Scan the lines below for the word "white". Copy each line you find it in.

Stored data:
========

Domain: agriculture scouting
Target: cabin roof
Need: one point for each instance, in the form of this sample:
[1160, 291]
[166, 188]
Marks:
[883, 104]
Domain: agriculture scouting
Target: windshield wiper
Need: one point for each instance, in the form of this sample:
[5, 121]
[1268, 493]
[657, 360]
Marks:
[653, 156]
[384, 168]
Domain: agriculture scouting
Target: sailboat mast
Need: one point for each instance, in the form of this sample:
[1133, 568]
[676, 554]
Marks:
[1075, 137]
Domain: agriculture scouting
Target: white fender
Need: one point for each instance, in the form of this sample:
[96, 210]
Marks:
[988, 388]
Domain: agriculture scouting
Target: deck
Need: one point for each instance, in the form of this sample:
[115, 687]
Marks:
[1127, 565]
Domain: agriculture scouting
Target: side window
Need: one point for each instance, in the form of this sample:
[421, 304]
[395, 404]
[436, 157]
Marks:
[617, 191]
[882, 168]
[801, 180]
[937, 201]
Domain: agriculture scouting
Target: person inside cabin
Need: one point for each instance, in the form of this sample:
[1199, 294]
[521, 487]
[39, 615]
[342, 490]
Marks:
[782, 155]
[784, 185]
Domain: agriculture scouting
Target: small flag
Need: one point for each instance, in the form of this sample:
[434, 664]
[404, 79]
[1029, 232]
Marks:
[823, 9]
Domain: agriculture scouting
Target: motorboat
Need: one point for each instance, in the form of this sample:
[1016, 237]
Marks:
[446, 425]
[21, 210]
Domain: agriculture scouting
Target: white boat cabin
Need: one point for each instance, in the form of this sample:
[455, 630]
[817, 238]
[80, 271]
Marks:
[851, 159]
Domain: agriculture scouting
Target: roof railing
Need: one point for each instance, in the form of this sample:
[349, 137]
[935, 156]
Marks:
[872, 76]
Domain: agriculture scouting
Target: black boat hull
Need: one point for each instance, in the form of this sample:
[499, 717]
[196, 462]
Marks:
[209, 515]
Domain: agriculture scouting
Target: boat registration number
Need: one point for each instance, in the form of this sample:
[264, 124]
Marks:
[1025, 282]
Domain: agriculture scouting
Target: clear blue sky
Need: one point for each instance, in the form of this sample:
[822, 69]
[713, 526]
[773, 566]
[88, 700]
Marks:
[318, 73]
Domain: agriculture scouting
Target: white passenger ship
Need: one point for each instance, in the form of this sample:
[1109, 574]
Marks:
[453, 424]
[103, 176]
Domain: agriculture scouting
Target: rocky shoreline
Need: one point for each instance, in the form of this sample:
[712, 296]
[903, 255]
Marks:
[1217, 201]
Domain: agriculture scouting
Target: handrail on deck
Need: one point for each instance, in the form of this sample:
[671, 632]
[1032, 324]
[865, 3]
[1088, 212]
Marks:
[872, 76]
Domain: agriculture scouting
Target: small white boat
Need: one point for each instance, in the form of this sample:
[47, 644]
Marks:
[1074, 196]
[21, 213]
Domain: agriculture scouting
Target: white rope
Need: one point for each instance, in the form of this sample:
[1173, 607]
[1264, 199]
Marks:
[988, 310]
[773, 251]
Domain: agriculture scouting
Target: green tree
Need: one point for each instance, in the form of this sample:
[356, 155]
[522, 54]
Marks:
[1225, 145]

========

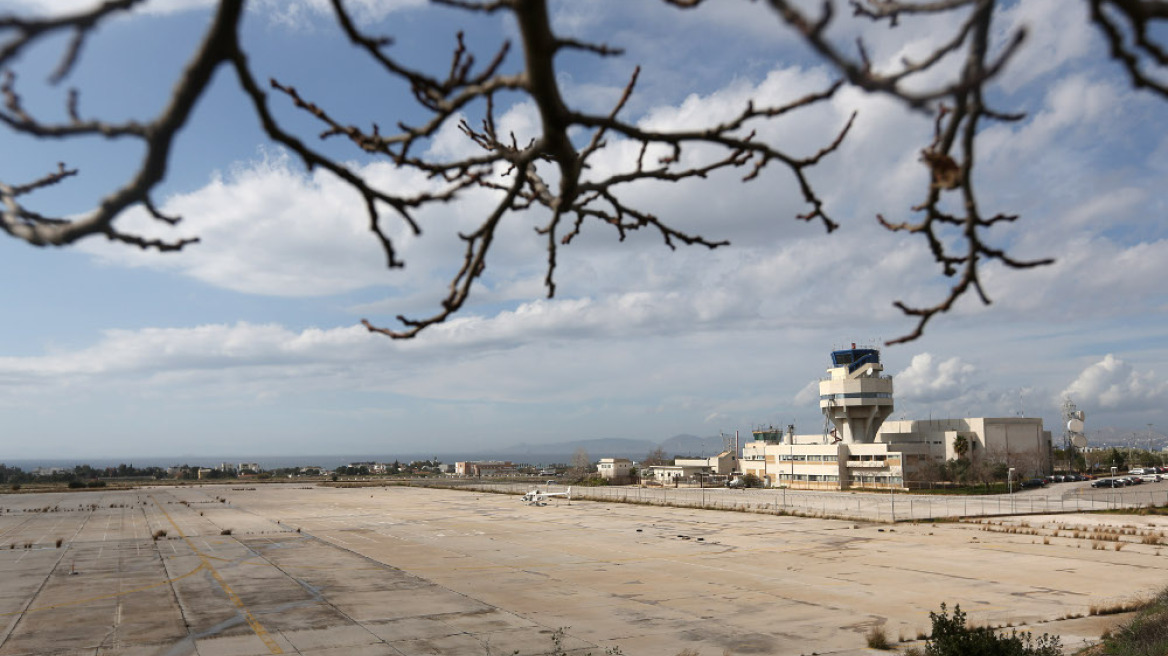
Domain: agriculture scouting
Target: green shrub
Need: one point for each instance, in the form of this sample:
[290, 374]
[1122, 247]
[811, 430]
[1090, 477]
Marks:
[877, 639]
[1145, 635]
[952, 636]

========

• [Solution]
Target: white fender
Target: white boat cabin
Target: white passenger ship
Target: small white boat
Target: white rope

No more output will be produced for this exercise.